-- PETUNJUK --
1. Jawab pertanyaan berikut berdasarkan teks halaman di bawah.
(a) Kalimat apa yang diucapkan penulis untuk menghibur orang tuanya soal tetangga?
(b) Menurut teks halaman, apa yang harus disiapkan begitu keluar rumah?
(c) Kendaraan apa yang dinaiki penulis dengan supir yang bawaannya marah-marah?
2. Temukan lalu salin setiap baris pada entri di bawah yang memuat kata "droplet". Huruf besar dan kecil dibedakan.

─── TEKS HALAMAN

Kalau orang tua saya menceritakan pada saya tentang kelakuan
‘unik’ tetangga-tetangga kami, saya setengah bercanda, setengah serius mencoba
menghibur mereka dengan mengatakan, ‘Untung
mereka ga tinggal satu rumah dengan kita’.
When
my parents told me about our neighbors ‘unique’ behavior, I tried to cheer them
up by telling them, ‘Glad they don’t live
with us’, well, I was half joking and hal serious when I said that.
*
* * * *
Ya, setiap hari saya menghadapi berbagai macam manusia. Pokoknya
begitu keluar rumah.. yah, harus siap mental aja.
Well,
everyday I have to deal with many kinds of people. The moment I leave the
house.. yeah, just gotta be mentally prepared.
Kadang saya berangkat dari rumah dengan hati gembira, eh, naik
angkot yang supirnya entah kenapa bawaannya marah-marah mulu atau yang mungkin
karena perutnya lagi mules jadi pas nyetir kayak serasa lagi ikut lomba balap
mobil grandprix.

──────
─── ENTRI YANG DIBERIKAN

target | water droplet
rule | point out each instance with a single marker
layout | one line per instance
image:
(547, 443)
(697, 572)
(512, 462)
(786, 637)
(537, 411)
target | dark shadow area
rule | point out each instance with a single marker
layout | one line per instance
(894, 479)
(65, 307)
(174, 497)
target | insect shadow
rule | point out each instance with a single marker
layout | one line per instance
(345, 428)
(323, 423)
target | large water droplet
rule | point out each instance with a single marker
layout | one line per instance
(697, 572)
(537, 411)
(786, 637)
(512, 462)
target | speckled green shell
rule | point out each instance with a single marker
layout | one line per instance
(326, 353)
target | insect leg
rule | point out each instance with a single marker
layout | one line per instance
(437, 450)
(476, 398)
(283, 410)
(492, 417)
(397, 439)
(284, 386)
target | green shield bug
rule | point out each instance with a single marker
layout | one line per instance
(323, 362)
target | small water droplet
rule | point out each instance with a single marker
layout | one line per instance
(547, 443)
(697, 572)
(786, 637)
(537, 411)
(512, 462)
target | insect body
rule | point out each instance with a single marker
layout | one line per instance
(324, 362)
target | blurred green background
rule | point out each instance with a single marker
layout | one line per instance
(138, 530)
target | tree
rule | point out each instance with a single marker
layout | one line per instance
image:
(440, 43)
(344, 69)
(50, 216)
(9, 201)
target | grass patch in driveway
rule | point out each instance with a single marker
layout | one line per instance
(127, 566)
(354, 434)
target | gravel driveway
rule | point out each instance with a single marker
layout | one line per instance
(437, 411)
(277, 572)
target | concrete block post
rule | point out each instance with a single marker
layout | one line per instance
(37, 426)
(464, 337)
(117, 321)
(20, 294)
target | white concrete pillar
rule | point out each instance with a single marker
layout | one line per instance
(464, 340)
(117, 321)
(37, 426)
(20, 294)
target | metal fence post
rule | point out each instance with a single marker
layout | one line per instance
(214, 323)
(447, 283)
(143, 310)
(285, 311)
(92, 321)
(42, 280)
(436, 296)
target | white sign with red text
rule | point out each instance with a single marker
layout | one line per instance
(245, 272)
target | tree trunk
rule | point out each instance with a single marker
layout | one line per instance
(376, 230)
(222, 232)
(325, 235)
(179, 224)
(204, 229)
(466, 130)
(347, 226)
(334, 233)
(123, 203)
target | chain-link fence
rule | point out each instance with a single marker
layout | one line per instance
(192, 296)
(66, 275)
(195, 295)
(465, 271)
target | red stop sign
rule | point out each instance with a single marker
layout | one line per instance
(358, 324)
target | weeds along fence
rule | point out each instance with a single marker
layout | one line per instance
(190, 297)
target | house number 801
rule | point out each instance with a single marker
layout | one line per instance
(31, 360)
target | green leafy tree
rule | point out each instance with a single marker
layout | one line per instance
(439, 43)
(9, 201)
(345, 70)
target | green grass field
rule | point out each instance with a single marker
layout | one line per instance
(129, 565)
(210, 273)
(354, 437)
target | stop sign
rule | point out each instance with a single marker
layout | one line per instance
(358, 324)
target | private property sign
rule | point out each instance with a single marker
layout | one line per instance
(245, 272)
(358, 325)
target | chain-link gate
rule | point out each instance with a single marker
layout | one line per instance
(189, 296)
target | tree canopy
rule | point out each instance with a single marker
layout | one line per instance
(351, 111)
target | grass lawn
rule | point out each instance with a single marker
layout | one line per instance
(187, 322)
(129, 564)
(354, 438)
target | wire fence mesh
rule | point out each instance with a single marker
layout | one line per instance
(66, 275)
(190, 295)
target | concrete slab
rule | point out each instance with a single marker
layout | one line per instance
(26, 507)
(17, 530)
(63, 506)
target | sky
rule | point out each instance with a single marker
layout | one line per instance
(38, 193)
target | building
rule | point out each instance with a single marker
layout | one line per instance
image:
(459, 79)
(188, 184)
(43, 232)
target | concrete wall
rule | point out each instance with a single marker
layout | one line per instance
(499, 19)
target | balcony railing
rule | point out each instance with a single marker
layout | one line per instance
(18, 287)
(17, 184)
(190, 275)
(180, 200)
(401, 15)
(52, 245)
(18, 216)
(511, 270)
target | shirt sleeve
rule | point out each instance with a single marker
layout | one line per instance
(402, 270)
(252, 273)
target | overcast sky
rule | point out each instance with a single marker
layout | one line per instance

──────

-- JAWABAN LENGKAP --
1.
(a) ‘Untung mereka ga tinggal satu rumah dengan kita’.
(b) Mental; harus siap mental.
(c) Angkot.

2.
target | water droplet
target | large water droplet
target | small water droplet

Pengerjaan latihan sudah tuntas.